▶ _WHAT IS EXPECTED_
In the records from the line containing "label: silver car" through the line containing "(175, 230), (198, 236)", inclusive, change "car" to "automobile" and reproduce only those lines with everything else unchanged.

[Rows from a box-labeling dataset]
━━━━━━━━
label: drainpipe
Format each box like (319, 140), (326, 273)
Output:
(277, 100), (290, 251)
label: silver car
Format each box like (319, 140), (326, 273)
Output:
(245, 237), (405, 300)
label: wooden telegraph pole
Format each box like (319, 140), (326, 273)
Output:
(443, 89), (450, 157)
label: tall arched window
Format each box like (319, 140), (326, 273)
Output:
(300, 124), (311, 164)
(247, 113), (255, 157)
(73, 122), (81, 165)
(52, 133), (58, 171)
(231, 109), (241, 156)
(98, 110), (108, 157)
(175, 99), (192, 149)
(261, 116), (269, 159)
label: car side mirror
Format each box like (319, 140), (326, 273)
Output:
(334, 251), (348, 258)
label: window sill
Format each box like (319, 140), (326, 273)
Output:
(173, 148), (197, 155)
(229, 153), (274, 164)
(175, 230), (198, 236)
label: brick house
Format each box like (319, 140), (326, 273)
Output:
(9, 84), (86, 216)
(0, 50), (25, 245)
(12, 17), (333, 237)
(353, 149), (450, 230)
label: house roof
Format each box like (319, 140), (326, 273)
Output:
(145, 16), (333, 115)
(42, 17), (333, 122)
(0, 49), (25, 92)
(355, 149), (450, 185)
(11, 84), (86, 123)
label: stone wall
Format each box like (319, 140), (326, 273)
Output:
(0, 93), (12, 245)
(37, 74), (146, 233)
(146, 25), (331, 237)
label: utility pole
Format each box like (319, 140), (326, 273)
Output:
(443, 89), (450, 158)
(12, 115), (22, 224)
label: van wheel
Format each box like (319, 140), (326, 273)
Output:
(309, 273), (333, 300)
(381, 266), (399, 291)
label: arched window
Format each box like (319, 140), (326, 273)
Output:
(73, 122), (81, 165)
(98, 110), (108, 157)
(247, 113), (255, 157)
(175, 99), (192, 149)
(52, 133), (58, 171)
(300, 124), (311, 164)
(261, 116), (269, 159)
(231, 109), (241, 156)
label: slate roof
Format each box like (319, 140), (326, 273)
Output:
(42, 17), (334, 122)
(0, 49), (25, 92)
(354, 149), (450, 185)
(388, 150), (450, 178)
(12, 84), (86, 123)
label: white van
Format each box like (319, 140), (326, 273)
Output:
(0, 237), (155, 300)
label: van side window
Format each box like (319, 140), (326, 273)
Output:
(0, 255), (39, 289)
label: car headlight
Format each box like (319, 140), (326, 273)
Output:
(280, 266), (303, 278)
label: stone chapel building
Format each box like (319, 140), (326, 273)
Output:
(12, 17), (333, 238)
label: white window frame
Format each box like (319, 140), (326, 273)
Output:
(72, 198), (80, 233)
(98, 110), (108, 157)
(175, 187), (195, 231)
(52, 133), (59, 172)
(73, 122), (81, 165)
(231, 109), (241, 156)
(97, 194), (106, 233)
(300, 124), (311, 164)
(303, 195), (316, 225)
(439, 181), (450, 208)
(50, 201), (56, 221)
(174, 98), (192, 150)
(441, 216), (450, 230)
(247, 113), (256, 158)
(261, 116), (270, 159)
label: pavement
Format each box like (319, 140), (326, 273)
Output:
━━━━━━━━
▶ _RESPONSE TO THIS EXERCISE_
label: silver automobile
Format each box like (319, 140), (326, 273)
Output:
(245, 237), (405, 300)
label: wooden telegraph pole
Format each box like (319, 140), (326, 273)
Output:
(443, 89), (450, 157)
label: tall arched window
Format each box like (319, 140), (326, 273)
Output:
(300, 124), (311, 164)
(247, 113), (255, 157)
(73, 122), (81, 165)
(52, 133), (58, 171)
(231, 109), (241, 156)
(98, 110), (108, 157)
(175, 99), (192, 149)
(261, 116), (269, 159)
label: automobile side mirror
Format each box like (319, 140), (326, 273)
Output:
(334, 251), (348, 258)
label: window sill
Format each box like (319, 140), (326, 273)
Output:
(173, 148), (197, 155)
(229, 153), (274, 164)
(175, 230), (198, 236)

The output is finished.